# Quoted passage:
____________
Hillary and Clinton Foundation "Gamed" The Donation Restrictions System

When she became Secretary of State, Hillary Clinton worked out an ethics deal with the Senate Foreign Relations Committee all off Bubba's money making deals with foreign goverments would be subject to State Department review. But according to a report in Wednesday's Politco there was no real review... every Bill Clinton submission was immediately approved.
In hundreds of documents released to POLITICO under the Freedom of Information Act, not a single case appears where the State Department explicitly rejected a Bill Clinton speech. Instead, the records show State Department lawyers acted on sparse information about business proposals and speech requests and were under the gun to approve the proposals promptly. The ethics agreement did not require that Clinton provide the estimated income from his private arrangements, making it difficult for ethics officials to tell whether his services were properly valued.
(...)The records also highlight a blind spot in the ethics deal the Clintons and the Obama transition team hammered out in 2008 with the involvement of the Senate Foreign Relations Committee: While the pact subjected Bill Clinton’s moneymaking activities to official review, it imposed no vetting on donations to the Clinton Foundation by individuals or private companies in the U.S. or abroad.
____________
# Exercise tasks:
1. In the passage about the Clintons' ethics deal, repeat word for word the stretch from "Hillary and Clinton" through "was immediately approved.".
2. Answer these questions using the passage about the Clintons' ethics deal:
(a) Under what law were the documents released to POLITICO?
(b) In what year was the ethics deal with the Obama transition team worked out?
(c) What did the ethics agreement not require Bill Clinton to provide?

# Collected data:
____________
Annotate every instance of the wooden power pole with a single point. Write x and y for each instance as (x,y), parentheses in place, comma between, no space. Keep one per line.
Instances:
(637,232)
____________
# Task answers:
1.
Hillary and Clinton Foundation "Gamed" The Donation Restrictions System

When she became Secretary of State, Hillary Clinton worked out an ethics deal with the Senate Foreign Relations Committee all off Bubba's money making deals with foreign goverments would be subject to State Department review. But according to a report in Wednesday's Politco there was no real review... every Bill Clinton submission was immediately approved.

2.
(a) The Freedom of Information Act
(b) 2008
(c) The estimated income from his private arrangements